**TEXT SHOWN**
And do you think affordances are out there just waiting to be discovered? I mean, they talk about latent affordances, I know there's different words, dispositional, blah, blah, blah. Um, so let's go back to the striking example. Um, so Adam's able to punch sees affordance to punch me in the face in round one, uh, and he does so successfully, but in round two, he's exhausted.

SPEAKER_00

Yeah.

SPEAKER_02

Is that affordance still there?

SPEAKER_00

Well, no, because he doesn't have the ability to so he he's lost that affordance due to physical um degrading.

SPEAKER_02

So we could say in the sense that the affordance the affordance isn't there.

SPEAKER_00

Not in the same not the same affordance in in the same sort of category, no. Um it it would it would disappear, it would drop out because of that situation. Now let's say by round three he's recovered, the affordance then comes back, pops back up again as something available. Now, um, in the fact that are they all just out there ready to be, well, not for everyone. Um, you know, I'm not gonna be um a six foot four um you know built guy who's gonna be able to smash through brick walls, so I don't have the affordance of a of like a knockout punch, let's say. Um so no, I don't so for me, I at the age of 45 now, I've got limited affordances to what I would have had maybe 10 years ago, 20 years ago. Um so I think yes, they are there to be uh discovered, but it they're discovered within yourself, but as well as in the environment. So again, that links us straight back to um where where we have the have our triangle of task environment and and organism individual.

SPEAKER_02

Like I said, a lot a lot a lot of enabled games. Yeah, yeah, no.

SPEAKER_01

Well, I I I think about like when I watch a child whose confidence in their ability to do something far exceeds their physical ability to do something, right? And so they should see a gap as not jumpable, but their confidence, their fearlessness overrides that. They still see the affordance as jumpable. And it's always it's always interesting to me. I mean, that's what we're talking about, right? We're embedded in the environment, so you can't parse the mental, the physical, any of that apart. Um but to me that that affordance isn't, they've almost created that affordance for themselves in some sense. So I I don't know. Yeah, it's all it is naval gazing.

SPEAKER_00

I don't just ignore me. I think you have to have a sense of there has to be some form of so the action has to lead to some success in some way, right? So a kid on the climbing frame couldn't say, right, what I'm gonna do is I'm now gonna swing on this bar 20 meters, you know, even though in their head they might think I'm gonna do that and I'm gonna land on that swing. So I I think there's I think possibly that, but that's the exploration that allows us to build our amount of affordances. So I think the exploration, as an analogy of a kid's great because the kids should be exploring, they should be failing and messing themselves up on a playground because that's how they learn and what their affordances are. Um, I think it's a fascinating area. I don't think you're wrong in in how you're thinking about it, because I think a deeper understanding of affordances really does set you up to then understand how your athletes are going to perceive and then act within um their environment that they have that they create, because everyone creates their own environment. We we we we set up our environment as coaches, and it's got it's it's a physical environment, but every single person perceives it incredibly. Be differently, and that's why affordance-led approaches I think are superior, um, certainly to just a constraints-led approach if you use it correctly and you're focusing on affordances, but there's a massive difficulty in that if you've got 20 people on the map who all need to have that individualised attention potentially to their objectives and their affordances.

**PROVIDED MATERIAL**
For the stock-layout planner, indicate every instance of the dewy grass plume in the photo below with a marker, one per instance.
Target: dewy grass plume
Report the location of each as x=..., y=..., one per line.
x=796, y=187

**CHALLENGE 1**
Return the passage of the conversation about affordances between "Well, no, because" and "affordance isn't there.", inclusive, word for word.
**CHALLENGE 2**
List each distinct speaker label in the conversation about affordances, in the order in which each first appears.
**CHALLENGE 3**
Write what comes next in the conversation about affordances, starting after its final sentence.

**EXERCISE RESULT 1**
Well, no, because he doesn't have the ability to so he he's lost that affordance due to physical um degrading.

SPEAKER_02

So we could say in the sense that the affordance the affordance isn't there.

**EXERCISE RESULT 2**
SPEAKER_00
SPEAKER_02
SPEAKER_01

**EXERCISE RESULT 3**
SPEAKER_02

Yeah, I think and and that's um something Adam I and I talk about a lot. You know, the I think the CLA or the um what we're talking about here is probably the best game in town, presently for me, but it's really hard to implement in a group setting. So I think how Adam and I Adam and I are uh navigating that is by creating a culture of kind of ownership of curiosity, of exploration and support. And I was thinking about this last night, so yeah, we we're doing a lot of naval gazing and this is fun and we geek out about this stuff, but let's just say there was a series of research came out or some new rated test that we said absolutely unequivocally, uh the ecological account of motor behavior is is the truth, or IP is the truth. So just say there's there's no debate anymore, there's a clear winner. Now what? Now what? Um I think in the information processing um perspective, we we have all these study designs, these reductionists uh, you know, this data, we're gonna uh select practice like this. Is it blocked? Is it variable, distributed, all that? So we we've we've searched for answers there to try and find order to this from the IP. I think what what I love about the what I'm getting comfortable with in the ecological approaches is just not really knowing. And I'm getting more and more comfortable with that because like, okay, so we we've we've ascertained that yes, ecological account is is the truth here. Now what? No one knows what the fuck we're doing.

SPEAKER_03

Yeah.

SPEAKER_02

And it's so complex. I'm I'm just becoming happier with having the little bit of control I have and letting the culture do a lot of the heavy lift.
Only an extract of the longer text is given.